LISTED RECORDS start

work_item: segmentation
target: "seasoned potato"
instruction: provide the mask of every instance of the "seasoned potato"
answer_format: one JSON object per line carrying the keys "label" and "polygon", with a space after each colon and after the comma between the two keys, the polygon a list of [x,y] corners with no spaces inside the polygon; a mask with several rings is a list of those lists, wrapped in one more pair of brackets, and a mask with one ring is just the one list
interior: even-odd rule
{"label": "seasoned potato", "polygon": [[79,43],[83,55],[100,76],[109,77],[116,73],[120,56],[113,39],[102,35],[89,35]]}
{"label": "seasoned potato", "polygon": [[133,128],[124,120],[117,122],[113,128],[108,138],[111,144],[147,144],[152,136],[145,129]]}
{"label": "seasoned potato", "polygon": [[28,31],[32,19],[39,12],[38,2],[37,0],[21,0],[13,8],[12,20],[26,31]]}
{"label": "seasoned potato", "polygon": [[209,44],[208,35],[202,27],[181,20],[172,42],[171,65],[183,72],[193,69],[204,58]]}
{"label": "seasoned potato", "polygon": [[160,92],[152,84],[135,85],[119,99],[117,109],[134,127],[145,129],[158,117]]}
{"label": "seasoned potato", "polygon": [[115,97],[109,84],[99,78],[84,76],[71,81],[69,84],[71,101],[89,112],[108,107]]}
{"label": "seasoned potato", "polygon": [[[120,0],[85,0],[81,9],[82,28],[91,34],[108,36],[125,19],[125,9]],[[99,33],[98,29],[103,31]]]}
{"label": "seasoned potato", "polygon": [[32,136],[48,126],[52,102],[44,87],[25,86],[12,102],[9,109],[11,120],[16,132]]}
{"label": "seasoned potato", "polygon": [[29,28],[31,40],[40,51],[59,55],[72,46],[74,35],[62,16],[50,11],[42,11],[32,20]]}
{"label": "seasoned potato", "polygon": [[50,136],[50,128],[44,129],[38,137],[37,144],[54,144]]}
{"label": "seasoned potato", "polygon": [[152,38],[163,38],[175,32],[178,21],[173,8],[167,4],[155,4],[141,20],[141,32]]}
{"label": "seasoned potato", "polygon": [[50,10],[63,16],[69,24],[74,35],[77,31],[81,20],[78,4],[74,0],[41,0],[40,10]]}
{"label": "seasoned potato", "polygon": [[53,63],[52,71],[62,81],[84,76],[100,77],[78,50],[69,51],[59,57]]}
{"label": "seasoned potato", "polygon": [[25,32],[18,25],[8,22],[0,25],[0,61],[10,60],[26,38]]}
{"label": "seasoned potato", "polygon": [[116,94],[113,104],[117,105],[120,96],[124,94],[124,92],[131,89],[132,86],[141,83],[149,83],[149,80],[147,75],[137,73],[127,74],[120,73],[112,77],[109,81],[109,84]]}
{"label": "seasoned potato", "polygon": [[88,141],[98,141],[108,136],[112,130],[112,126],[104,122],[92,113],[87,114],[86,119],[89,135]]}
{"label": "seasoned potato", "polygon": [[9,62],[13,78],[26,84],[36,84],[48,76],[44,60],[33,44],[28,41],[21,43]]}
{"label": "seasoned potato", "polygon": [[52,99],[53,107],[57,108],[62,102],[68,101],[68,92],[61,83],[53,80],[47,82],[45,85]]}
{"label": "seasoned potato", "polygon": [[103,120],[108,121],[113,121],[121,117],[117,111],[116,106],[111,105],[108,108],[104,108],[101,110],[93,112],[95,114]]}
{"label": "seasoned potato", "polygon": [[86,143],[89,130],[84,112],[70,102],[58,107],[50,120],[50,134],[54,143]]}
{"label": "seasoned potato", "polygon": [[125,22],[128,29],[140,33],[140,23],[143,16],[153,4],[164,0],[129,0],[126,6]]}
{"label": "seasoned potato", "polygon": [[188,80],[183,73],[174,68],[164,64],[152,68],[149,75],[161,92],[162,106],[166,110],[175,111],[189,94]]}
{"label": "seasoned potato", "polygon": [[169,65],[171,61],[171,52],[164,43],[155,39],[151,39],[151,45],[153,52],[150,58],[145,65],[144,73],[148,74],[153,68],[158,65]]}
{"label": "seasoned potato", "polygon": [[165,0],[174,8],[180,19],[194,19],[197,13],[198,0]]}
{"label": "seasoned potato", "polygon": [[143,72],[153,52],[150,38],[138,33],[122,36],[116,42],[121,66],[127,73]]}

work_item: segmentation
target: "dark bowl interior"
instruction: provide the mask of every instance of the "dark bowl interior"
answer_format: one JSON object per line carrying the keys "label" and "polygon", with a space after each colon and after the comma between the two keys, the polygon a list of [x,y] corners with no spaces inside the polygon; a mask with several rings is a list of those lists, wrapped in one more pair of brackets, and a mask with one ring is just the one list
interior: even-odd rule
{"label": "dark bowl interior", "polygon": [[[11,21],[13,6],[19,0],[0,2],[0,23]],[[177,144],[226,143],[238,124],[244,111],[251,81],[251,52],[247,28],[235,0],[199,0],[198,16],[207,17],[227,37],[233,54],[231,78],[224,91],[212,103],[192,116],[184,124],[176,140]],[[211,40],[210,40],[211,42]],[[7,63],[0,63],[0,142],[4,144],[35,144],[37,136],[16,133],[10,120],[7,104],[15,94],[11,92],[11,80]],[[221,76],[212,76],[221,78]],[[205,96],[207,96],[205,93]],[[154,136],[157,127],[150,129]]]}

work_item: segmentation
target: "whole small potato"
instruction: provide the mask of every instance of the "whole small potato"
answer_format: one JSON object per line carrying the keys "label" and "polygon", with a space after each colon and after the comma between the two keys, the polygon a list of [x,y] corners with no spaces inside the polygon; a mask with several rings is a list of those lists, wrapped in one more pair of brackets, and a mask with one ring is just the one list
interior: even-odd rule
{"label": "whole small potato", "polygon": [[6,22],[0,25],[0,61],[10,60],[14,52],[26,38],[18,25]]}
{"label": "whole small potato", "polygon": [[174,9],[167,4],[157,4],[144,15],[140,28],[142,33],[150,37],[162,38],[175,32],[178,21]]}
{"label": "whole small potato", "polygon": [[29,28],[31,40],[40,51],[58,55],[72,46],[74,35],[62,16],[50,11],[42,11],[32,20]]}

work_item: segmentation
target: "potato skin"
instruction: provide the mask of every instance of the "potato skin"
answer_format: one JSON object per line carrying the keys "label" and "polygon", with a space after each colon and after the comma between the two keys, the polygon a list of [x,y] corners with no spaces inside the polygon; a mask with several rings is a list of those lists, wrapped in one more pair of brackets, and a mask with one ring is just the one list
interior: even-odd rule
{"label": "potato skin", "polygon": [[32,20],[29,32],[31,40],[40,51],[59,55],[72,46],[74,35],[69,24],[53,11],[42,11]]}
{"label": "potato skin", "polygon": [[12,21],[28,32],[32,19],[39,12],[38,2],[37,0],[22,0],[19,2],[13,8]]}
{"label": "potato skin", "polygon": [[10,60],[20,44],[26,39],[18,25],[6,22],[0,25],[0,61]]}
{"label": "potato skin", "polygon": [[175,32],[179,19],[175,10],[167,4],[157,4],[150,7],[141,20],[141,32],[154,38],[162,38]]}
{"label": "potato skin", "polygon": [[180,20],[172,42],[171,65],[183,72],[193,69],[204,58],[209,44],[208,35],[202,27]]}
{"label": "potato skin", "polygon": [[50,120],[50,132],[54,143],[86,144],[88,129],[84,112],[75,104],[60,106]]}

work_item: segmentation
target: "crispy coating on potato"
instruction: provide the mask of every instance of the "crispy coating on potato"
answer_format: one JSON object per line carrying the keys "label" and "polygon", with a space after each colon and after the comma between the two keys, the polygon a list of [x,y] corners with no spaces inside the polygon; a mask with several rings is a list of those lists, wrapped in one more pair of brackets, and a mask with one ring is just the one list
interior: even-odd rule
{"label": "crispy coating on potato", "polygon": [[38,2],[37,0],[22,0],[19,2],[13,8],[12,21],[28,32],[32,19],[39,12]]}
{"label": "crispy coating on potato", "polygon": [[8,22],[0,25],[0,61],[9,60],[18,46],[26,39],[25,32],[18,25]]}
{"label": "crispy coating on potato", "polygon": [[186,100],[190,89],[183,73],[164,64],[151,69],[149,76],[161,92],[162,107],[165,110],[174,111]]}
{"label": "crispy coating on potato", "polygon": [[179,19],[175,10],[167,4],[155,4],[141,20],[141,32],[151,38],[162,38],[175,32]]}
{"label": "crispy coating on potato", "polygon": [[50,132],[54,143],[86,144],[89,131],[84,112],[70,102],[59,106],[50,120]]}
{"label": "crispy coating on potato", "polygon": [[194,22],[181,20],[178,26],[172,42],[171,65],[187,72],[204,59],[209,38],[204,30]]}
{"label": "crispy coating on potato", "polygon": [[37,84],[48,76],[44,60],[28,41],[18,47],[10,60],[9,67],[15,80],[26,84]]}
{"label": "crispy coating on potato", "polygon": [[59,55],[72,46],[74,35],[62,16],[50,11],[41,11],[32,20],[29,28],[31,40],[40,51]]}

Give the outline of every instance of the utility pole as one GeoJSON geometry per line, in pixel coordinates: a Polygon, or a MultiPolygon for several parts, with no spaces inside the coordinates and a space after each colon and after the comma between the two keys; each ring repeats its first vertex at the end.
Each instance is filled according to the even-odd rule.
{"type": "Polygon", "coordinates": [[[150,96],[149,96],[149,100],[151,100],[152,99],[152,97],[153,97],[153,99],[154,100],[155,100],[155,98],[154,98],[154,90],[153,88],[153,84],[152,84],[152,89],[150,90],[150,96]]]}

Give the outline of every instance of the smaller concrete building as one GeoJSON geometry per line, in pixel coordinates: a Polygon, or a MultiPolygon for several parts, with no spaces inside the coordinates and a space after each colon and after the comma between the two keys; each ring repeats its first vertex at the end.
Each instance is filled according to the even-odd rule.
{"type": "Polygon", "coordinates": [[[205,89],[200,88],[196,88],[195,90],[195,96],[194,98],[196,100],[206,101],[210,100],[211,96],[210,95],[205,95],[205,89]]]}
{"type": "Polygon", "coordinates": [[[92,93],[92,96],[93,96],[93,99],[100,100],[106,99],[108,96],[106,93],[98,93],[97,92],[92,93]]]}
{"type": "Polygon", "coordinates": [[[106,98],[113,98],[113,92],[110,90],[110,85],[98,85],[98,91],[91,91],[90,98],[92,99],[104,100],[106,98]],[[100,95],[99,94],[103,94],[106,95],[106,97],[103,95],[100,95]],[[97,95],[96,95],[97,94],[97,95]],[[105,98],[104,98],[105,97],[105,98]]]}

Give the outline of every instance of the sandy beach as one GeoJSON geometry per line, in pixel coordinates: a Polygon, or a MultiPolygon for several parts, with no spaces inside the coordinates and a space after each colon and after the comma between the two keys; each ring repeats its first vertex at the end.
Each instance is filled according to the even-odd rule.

LISTED RECORDS end

§ **WHAT IS NEEDED**: Please quote nothing but the lines from the line with "Give the outline of every instance of the smaller" through the end of the data above, exactly as written, ends included.

§ **FINAL RESULT**:
Give the outline of every instance of the smaller concrete building as one GeoJSON geometry per line, in pixel coordinates: a Polygon, or a MultiPolygon for several parts, with no spaces inside the coordinates and a space after each colon and after the comma between the two keys; each ring repeats its first vertex at the end.
Each instance is filled according to the even-odd rule.
{"type": "Polygon", "coordinates": [[[205,89],[200,88],[196,88],[195,90],[195,96],[194,98],[196,100],[206,101],[210,100],[211,96],[210,95],[205,95],[205,89]]]}
{"type": "Polygon", "coordinates": [[[92,93],[92,96],[93,96],[93,99],[100,100],[106,99],[108,96],[106,93],[98,93],[97,92],[92,93]]]}
{"type": "Polygon", "coordinates": [[[106,98],[113,98],[113,92],[110,90],[110,85],[98,85],[98,91],[91,91],[90,98],[92,99],[104,100],[106,98]],[[100,95],[99,94],[103,94],[106,95],[106,97],[103,95],[100,95]],[[97,95],[96,95],[97,94],[97,95]],[[105,98],[104,98],[105,97],[105,98]]]}

Give the outline of every instance of the sandy beach as one GeoJSON geometry per line, in pixel coordinates: a Polygon, or a MultiPolygon for several parts, with no spaces inside the coordinates and a space after each colon and after the comma between the two keys; each ring repeats its first vertex at the end.
Each instance is filled according to the even-odd rule.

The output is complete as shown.